=== DATA FOR THIS EXERCISE ===
****************

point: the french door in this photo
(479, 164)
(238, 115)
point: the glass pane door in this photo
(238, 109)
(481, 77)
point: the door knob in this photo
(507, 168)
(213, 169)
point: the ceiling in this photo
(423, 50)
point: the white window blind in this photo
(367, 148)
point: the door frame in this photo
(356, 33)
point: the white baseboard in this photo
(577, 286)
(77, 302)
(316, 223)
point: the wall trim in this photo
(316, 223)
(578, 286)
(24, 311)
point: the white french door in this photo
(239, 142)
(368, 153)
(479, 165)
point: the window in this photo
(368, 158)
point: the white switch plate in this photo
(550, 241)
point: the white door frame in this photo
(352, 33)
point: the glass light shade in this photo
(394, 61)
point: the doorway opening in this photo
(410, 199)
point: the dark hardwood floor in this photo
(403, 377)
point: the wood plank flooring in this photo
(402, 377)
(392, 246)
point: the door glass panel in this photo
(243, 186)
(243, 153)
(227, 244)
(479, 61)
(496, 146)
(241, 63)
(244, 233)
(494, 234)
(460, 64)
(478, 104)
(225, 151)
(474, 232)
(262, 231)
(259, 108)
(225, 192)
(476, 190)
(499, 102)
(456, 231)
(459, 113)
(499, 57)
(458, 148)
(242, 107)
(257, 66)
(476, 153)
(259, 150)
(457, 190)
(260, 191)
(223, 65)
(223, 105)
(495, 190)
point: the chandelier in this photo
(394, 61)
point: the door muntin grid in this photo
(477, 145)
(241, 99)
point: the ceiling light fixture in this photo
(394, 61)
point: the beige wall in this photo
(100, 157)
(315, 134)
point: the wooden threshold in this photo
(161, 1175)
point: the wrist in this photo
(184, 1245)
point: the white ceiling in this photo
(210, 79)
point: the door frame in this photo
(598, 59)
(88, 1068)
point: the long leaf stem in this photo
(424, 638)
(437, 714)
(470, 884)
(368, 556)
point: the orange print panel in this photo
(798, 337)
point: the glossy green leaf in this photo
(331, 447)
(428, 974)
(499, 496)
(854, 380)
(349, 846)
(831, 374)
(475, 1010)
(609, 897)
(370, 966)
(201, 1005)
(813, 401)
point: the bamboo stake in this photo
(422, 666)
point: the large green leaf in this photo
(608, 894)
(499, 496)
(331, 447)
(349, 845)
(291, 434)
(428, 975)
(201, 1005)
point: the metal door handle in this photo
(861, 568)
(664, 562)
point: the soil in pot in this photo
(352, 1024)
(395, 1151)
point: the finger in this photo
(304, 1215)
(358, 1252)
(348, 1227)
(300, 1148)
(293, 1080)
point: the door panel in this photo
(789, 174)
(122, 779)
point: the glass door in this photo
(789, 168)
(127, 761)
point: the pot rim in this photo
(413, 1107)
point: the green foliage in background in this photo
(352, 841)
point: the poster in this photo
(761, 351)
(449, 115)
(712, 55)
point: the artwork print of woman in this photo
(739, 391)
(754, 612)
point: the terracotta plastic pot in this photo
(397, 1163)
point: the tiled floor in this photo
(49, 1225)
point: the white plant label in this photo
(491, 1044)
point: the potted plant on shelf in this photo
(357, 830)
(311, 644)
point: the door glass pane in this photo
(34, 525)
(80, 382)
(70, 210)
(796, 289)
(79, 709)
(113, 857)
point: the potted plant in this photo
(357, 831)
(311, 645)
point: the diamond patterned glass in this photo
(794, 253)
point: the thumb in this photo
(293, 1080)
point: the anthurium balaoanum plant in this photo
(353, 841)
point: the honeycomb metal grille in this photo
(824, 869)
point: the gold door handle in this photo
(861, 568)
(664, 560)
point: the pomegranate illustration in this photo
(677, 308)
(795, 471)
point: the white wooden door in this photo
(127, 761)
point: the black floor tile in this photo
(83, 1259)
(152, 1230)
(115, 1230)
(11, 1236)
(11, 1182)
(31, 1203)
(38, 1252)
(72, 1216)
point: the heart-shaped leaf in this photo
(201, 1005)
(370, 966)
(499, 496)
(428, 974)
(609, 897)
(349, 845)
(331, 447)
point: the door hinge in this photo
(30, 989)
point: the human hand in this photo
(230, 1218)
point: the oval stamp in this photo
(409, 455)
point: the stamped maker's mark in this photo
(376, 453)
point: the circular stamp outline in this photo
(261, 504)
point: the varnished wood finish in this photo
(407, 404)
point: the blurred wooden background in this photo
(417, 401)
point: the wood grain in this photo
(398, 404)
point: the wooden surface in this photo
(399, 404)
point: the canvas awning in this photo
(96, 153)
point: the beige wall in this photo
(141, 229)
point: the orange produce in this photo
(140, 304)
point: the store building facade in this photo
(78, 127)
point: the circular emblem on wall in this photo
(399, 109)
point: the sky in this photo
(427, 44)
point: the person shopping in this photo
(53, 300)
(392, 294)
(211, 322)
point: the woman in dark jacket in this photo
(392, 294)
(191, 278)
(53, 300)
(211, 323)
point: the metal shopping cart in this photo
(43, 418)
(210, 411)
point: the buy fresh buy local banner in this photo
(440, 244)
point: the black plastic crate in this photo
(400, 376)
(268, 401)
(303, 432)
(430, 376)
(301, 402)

****************

=== YOUR OBJECTIVE ===
Retype every one of the records above word for word.

=== CORRECT RESULT ===
point: the french door in this photo
(479, 164)
(238, 115)
point: the glass pane door in this photo
(238, 109)
(481, 77)
point: the door knob in this photo
(507, 168)
(213, 169)
point: the ceiling in this photo
(423, 50)
point: the white window blind in this photo
(367, 148)
point: the door frame in this photo
(356, 33)
point: the white baseboard in this photo
(577, 286)
(77, 302)
(316, 223)
point: the wall trim in this photo
(316, 223)
(578, 286)
(24, 311)
point: the white french door in this photo
(239, 142)
(368, 153)
(479, 165)
point: the window in this photo
(368, 158)
point: the white switch plate in this photo
(550, 241)
point: the white door frame in this photo
(352, 33)
point: the glass light shade in this photo
(394, 61)
point: the doorway opening in this photo
(410, 199)
point: the dark hardwood floor in this photo
(403, 377)
point: the wood plank flooring in this photo
(402, 377)
(392, 246)
point: the door glass panel in this photo
(243, 186)
(243, 153)
(227, 244)
(479, 61)
(496, 146)
(241, 63)
(244, 233)
(494, 234)
(460, 64)
(478, 104)
(225, 151)
(474, 232)
(262, 231)
(259, 108)
(225, 192)
(476, 190)
(499, 102)
(456, 231)
(459, 113)
(499, 57)
(458, 148)
(242, 107)
(257, 66)
(476, 153)
(259, 150)
(457, 190)
(260, 191)
(223, 65)
(223, 105)
(495, 190)
point: the chandelier in this photo
(394, 61)
point: the door muntin grid in this photo
(477, 145)
(241, 99)
point: the ceiling light fixture in this photo
(394, 61)
point: the beige wall in this photo
(100, 157)
(315, 134)
point: the wooden threshold in this photo
(161, 1175)
point: the wrist in this photo
(184, 1245)
point: the white ceiling in this photo
(210, 79)
point: the door frame in this photo
(598, 59)
(88, 1068)
point: the long leaf stem in this photo
(424, 638)
(437, 714)
(470, 884)
(368, 556)
point: the orange print panel in this photo
(798, 337)
point: the glossy green leaf in this photo
(331, 447)
(428, 974)
(499, 496)
(854, 380)
(349, 846)
(831, 374)
(475, 1010)
(609, 897)
(370, 966)
(201, 1005)
(813, 401)
point: the bamboo stake in this photo
(422, 666)
point: the large green leaf in this photo
(608, 894)
(499, 496)
(331, 447)
(349, 845)
(291, 434)
(428, 975)
(201, 1005)
point: the metal door handle in this photo
(861, 568)
(664, 562)
point: the soil in pot in this photo
(352, 1024)
(395, 1151)
point: the finger in this photo
(304, 1215)
(358, 1252)
(348, 1227)
(300, 1148)
(293, 1080)
point: the door panel in this photo
(789, 174)
(122, 779)
point: the glass door in this photo
(789, 168)
(127, 761)
point: the pot rim in this photo
(413, 1107)
point: the green foliage in background in this photo
(352, 841)
point: the poster in this photo
(761, 351)
(449, 115)
(712, 55)
point: the artwork print of woman in this photo
(739, 391)
(754, 612)
point: the terracotta plastic pot in this photo
(397, 1163)
point: the tiled floor in this photo
(49, 1225)
point: the white plant label in this photo
(491, 1044)
point: the potted plant on shelf in this photo
(357, 830)
(311, 644)
point: the door glass pane in this photo
(34, 525)
(80, 382)
(70, 210)
(796, 289)
(79, 709)
(113, 857)
point: the potted plant in this photo
(357, 831)
(311, 645)
point: the diamond patterned glass in this photo
(794, 253)
point: the thumb in this photo
(293, 1080)
point: the anthurium balaoanum plant in this photo
(353, 841)
point: the honeycomb metal grille in this photo
(824, 869)
point: the gold door handle in this photo
(861, 568)
(664, 560)
point: the pomegranate illustration in this photo
(677, 308)
(795, 471)
point: the white wooden door in this photo
(127, 761)
point: the black floor tile in this photo
(83, 1259)
(152, 1230)
(115, 1230)
(11, 1236)
(11, 1182)
(31, 1203)
(38, 1252)
(72, 1216)
point: the heart-shaped leaf in this photo
(201, 1005)
(370, 966)
(499, 496)
(428, 974)
(609, 897)
(349, 845)
(331, 447)
point: the door hinge in this photo
(30, 989)
point: the human hand in this photo
(230, 1218)
point: the oval stamp in this photo
(409, 455)
point: the stamped maker's mark in this photo
(376, 453)
point: the circular stamp outline in this photo
(261, 504)
point: the varnished wood finish in this photo
(407, 404)
point: the blurred wooden background in this photo
(417, 401)
point: the wood grain in this photo
(398, 404)
point: the wooden surface in this photo
(399, 404)
point: the canvas awning in this photo
(96, 153)
point: the beige wall in this photo
(141, 229)
point: the orange produce in this photo
(140, 304)
point: the store building facade in this photo
(78, 127)
point: the circular emblem on wall in this photo
(399, 109)
point: the sky in this photo
(427, 44)
point: the person shopping in this photo
(53, 300)
(392, 294)
(211, 322)
point: the woman in dark jacket in this photo
(392, 294)
(191, 278)
(53, 300)
(211, 323)
point: the metal shopping cart in this photo
(43, 418)
(210, 411)
point: the buy fresh buy local banner in this photo
(440, 244)
point: the black plastic crate in this photo
(400, 376)
(268, 401)
(303, 432)
(430, 376)
(301, 402)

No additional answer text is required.